WHAT TO PRODUCE: Please print the records below word for word.

SUPPLIED MATERIAL:

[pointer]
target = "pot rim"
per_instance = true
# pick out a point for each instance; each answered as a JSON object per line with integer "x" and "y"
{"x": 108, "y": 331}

RESPONSE:
[pointer]
target = "pot rim"
per_instance = true
# pick out a point for each instance; each answered as a JSON object per line with integer "x" and "y"
{"x": 108, "y": 331}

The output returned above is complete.